**Aufgabe 1**
Gib aus dem Text zur Amtssprache alles von „Die Deutsche Gebärdensprache“ bis hinunter zu „regelt die Kommunikationshilfenverordnung.“ wortgetreu wieder.
**Aufgabe 2**
Setze den Text zur Amtssprache dort fort, wo er aufhört.

Für die sachlichen Bereiche, in denen das VwVfG nicht oder nicht hinreichend greift, bedarf es für die zuständigen Behörden oder Einrichtungen zur Festlegung der Amtssprache spezieller Regelungen in anderen Gesetzen. In § 87 Abs. 1 AO wird zum Beispiel in einem der kürzesten Sätze verkündet: „Die Amtssprache ist deutsch.“ Damit gilt Deutsch auch im Steuerverwaltungsverfahren mit Finanzbehörden und -gerichten. Auch § 19 Abs. 1 Zehntes Buch Sozialgesetzbuch SGB enthält für das Sozialverwaltungsverfahren diese Bestimmung. Die Ausnahmeregelungen sind nach § 19 SGB X gegenüber nicht Deutsch sprechenden Personen großzügiger; letztlich ist nach einer Bundesverfassungsgerichtsentscheidung (BVerfGE 40, 95) Ausländern unter Umständen die Wiedereinsetzung in den vorigen Stand zu gewähren, wenn keine sprachlich verständliche Rechtsbehelfsbelehrung erteilt wurde.[10] Ein etwas abweichender Weg wird mit § 35a des Patentgesetzes beschritten: bei Einreichung von Patentanmeldungen in einer Fremdsprache wird eine Frist zur Nachreichung einer deutschen Übersetzung eingeräumt, die 12 Monate bei englisch- und französischsprachigen Anmeldeunterlagen und drei Monate bei anderen Sprachen beträgt.

Deutsche Dialekte und Mundarten gelten nach allgemeiner Rechtsauffassung als „deutsch“, hingegen nach juristischer Literaturmeinung nicht eigenständige Sprachen mit „Verwandtschaft zum Deutschen“ oder „Durchsetzung mit Deutschem“(z.B. Letzeburgisch, Jiddisch). Die Verwendung von Fachbegriffen fremder Sprachen schließt die Festlegung auf die deutsche Sprache nicht aus.[11]

Die Deutsche Gebärdensprache ist als eigenständige Sprache, lautsprachbegleitende Gebärden sind als Kommunikationsform der deutschen Sprache ausdrücklich anerkannt (§ 6 BGG). Den Anspruch hör- oder sprachbehinderte Menschen, in Verwaltungsverfahren in Deutscher Gebärdensprache, mit lautsprachbegleitenden Gebärden oder über andere geeignete Kommunikationshilfen zu kommunizieren, regelt die Kommunikationshilfenverordnung.

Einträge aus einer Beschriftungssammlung
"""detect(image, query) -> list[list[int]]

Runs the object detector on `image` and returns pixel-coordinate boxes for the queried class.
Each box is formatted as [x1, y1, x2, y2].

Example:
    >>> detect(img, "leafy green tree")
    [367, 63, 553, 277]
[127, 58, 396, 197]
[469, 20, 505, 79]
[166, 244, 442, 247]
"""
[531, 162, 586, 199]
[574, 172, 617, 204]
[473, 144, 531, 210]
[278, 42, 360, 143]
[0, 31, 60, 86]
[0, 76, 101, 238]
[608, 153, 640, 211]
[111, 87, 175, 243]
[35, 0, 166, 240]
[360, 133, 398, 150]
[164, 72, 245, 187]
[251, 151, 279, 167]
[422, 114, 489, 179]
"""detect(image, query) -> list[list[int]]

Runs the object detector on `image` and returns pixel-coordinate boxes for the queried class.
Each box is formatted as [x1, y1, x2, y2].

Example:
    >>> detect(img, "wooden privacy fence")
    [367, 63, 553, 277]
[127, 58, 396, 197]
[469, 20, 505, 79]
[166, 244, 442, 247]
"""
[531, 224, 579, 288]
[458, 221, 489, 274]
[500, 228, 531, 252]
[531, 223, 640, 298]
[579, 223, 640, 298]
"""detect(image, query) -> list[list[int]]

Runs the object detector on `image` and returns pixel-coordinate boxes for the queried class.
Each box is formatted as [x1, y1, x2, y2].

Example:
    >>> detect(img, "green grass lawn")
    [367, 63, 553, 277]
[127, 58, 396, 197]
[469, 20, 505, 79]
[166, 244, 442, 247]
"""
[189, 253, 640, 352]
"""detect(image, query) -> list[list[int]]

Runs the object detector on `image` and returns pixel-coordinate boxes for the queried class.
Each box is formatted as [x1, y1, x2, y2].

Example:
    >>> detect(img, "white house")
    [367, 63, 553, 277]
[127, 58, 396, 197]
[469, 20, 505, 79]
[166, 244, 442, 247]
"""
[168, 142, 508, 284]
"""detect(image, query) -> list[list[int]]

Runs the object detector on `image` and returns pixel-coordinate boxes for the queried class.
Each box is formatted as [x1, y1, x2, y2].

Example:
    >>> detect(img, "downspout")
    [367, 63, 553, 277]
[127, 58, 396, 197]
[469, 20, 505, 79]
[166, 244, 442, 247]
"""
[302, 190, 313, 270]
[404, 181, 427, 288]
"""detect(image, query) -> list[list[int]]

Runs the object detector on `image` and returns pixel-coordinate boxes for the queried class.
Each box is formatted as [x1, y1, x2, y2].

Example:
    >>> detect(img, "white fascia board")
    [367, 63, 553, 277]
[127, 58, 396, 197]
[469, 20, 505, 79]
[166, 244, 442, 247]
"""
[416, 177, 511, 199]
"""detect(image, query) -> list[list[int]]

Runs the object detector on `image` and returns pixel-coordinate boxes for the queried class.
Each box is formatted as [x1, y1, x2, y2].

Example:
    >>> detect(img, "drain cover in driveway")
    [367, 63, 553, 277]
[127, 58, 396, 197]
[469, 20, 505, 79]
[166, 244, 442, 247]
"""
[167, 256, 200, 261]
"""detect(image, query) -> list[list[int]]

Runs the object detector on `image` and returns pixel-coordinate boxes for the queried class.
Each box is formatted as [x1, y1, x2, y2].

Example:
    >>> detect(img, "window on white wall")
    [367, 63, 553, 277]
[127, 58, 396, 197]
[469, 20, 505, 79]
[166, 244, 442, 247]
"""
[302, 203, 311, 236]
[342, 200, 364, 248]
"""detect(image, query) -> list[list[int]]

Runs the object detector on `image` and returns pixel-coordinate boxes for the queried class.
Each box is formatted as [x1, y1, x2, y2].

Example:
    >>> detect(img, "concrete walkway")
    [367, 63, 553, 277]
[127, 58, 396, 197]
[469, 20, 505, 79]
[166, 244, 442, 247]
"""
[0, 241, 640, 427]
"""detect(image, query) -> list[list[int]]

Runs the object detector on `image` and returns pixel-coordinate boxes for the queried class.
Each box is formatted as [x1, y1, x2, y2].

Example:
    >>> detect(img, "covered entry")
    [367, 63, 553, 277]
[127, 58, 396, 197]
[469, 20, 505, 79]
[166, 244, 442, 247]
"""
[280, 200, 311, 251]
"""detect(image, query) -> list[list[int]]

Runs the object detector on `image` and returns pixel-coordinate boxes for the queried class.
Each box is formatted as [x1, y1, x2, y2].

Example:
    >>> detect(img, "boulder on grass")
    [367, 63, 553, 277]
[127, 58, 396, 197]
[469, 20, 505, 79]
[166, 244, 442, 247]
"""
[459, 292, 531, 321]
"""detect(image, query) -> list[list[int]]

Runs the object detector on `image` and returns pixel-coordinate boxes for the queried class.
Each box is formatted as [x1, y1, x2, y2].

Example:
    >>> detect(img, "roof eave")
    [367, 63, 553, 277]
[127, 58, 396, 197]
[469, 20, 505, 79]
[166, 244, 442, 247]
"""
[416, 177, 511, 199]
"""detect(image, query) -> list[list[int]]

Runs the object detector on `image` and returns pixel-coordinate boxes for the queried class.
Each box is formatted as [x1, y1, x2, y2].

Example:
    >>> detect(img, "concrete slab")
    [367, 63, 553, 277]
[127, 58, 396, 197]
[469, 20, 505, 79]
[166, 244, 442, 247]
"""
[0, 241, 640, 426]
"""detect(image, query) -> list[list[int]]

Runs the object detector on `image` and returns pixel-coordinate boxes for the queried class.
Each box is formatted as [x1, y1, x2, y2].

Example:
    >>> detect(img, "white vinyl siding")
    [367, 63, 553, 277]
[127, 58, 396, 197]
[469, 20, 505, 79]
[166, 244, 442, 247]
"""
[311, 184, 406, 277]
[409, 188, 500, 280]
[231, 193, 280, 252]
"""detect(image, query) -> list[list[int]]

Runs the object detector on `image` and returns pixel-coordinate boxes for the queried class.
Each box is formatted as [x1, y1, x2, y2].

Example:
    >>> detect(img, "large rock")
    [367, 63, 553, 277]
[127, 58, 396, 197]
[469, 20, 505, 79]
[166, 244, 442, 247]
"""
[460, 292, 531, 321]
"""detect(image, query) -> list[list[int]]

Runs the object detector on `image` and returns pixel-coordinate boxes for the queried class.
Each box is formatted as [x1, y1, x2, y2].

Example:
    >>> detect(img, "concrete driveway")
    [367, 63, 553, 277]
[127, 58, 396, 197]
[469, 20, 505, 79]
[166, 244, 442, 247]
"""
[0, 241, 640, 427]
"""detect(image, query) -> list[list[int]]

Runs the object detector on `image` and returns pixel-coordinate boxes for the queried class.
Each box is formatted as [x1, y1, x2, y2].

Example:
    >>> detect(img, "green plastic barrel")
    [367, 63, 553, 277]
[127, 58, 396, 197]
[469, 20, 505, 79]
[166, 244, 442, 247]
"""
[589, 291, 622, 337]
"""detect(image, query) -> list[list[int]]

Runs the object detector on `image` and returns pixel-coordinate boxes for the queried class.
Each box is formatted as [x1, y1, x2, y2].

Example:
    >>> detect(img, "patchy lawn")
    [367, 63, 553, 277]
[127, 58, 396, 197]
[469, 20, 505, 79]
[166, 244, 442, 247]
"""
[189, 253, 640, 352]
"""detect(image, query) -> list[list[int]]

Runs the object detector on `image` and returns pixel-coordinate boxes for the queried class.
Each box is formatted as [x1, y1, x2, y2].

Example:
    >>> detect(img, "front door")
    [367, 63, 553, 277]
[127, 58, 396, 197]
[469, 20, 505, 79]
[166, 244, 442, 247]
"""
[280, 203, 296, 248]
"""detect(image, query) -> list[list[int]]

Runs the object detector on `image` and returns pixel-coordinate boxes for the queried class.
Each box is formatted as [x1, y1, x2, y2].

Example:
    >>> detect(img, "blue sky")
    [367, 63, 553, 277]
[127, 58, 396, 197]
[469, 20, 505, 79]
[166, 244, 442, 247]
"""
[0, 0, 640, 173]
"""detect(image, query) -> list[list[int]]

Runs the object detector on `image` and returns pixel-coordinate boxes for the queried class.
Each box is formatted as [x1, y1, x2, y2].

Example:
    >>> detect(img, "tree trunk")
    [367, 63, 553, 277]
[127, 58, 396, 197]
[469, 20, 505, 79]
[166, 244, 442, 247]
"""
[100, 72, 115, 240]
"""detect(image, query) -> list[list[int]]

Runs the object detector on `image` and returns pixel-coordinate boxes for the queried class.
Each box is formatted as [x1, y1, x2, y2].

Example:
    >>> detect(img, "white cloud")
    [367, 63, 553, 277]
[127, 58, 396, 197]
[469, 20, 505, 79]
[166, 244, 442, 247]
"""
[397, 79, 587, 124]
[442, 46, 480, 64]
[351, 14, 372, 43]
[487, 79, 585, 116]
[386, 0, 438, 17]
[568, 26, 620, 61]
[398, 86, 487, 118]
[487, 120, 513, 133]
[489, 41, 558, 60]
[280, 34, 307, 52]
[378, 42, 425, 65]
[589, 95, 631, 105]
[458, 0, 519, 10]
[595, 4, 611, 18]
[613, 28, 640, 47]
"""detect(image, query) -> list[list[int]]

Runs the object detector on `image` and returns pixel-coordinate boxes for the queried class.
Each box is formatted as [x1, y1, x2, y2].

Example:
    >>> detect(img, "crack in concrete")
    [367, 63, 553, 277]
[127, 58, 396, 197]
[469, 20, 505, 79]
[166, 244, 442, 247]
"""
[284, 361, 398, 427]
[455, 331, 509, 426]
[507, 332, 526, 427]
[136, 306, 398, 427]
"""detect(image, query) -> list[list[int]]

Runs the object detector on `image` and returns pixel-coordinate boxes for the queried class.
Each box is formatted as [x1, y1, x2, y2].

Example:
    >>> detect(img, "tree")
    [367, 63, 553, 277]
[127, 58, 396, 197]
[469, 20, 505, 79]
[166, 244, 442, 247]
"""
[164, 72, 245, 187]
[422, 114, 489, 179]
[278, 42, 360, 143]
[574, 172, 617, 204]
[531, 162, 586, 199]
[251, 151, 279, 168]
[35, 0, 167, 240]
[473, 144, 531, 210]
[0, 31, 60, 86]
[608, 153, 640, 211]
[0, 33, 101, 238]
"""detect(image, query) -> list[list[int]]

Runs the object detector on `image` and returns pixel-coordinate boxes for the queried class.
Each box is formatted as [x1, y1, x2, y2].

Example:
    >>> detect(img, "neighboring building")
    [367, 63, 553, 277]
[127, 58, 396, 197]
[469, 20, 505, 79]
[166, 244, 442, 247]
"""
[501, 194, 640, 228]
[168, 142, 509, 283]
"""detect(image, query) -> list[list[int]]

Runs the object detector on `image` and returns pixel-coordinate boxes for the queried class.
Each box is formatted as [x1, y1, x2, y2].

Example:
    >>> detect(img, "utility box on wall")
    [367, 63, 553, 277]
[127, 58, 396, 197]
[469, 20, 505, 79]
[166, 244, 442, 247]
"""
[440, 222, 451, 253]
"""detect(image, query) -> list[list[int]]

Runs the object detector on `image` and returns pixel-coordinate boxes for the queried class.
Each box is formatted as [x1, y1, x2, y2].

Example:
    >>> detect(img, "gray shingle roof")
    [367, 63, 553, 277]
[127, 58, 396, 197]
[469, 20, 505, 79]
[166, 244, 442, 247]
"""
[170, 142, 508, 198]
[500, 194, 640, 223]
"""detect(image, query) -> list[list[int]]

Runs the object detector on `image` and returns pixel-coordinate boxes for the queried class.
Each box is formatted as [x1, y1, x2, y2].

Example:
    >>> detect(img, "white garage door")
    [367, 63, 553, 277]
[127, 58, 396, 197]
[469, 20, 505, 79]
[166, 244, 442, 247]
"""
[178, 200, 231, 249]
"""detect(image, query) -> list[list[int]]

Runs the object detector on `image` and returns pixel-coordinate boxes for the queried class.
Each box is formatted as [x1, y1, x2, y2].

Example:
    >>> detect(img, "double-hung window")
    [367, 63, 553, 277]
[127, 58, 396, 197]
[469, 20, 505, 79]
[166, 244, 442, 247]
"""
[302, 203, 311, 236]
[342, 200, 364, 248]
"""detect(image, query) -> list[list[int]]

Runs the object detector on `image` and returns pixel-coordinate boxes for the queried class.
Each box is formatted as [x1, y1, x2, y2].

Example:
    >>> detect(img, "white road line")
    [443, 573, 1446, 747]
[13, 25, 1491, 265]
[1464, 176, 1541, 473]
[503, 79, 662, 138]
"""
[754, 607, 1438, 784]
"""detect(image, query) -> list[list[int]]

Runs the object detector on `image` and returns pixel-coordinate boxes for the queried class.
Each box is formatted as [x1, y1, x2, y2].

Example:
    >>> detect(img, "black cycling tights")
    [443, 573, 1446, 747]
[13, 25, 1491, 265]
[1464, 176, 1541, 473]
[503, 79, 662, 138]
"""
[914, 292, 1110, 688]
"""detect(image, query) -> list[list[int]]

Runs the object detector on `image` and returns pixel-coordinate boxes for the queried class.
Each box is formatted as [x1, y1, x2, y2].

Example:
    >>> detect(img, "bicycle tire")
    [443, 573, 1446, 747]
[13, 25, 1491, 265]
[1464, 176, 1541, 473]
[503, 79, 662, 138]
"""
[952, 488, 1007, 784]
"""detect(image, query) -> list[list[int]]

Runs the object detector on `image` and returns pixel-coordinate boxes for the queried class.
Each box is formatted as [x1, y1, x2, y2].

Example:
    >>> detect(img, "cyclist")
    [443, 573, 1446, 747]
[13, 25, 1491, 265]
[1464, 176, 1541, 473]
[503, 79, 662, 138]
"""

**Antwort 1**
Die Deutsche Gebärdensprache ist als eigenständige Sprache, lautsprachbegleitende Gebärden sind als Kommunikationsform der deutschen Sprache ausdrücklich anerkannt (§ 6 BGG). Den Anspruch hör- oder sprachbehinderte Menschen, in Verwaltungsverfahren in Deutscher Gebärdensprache, mit lautsprachbegleitenden Gebärden oder über andere geeignete Kommunikationshilfen zu kommunizieren, regelt die Kommunikationshilfenverordnung.

**Antwort 2**
In Deutschland muss die Kündigung eines Arbeitnehmers wegen mangelnder Beherrschung der deutschen Sprache nach einem Urteil des Bundesarbeitsgerichts[12] keine Diskriminierung wegen der ethnischen Herkunft darstellen. Ein Arbeitgeber könne von einem Arbeitnehmer nach Unterzeichnung einer entsprechenden Stellenbeschreibung verlangen, sich die Kenntnisse anzueignen, auf Deutsch formulierte schriftliche Arbeitsanweisungen zu verstehen.

Kompetenz der Länder

Abgesehen von den reinen Bundesaufgaben, liegt in Deutschland gemäß der Art. 30, Art. 70 des Grundgesetz (siehe auch Art. 23 Abs. 6 GG) die rechtliche Kompetenz, Sprachen und damit auch Amtssprachen zu bestimmen, bei den einzelnen Bundesländern – als Teil der Kulturhoheit der Länder. Die Länder sind auf diesem Gebiet Träger originärer Staatlichkeit, nicht der Bund. Freilich haben nicht alle Länder überhaupt und einzig Schleswig-Holstein wiederholt davon Gebrauch gemacht. Die Amtssprache der Behörden der Länder kann durch das jeweilige Landesverwaltungsverfahrensgesetz (z. B. § 23 LVwVfg Baden-Württemberg oder § 82 a und b LVwG in Schleswig-Holstein) geregelt sein; in den meisten Ländern ist die Norm der § 23 des jeweiligen Landesverwaltungsgesetzes. In Sachsen ist die Amtssprache durch Artikel I Nr. 2a der „VwV Dienstordnung“ bestimmt. Auf eine eigene Amtssprachenregelung verzichten die Länder Berlin, Rheinland-Pfalz und Sachsen-Anhalt.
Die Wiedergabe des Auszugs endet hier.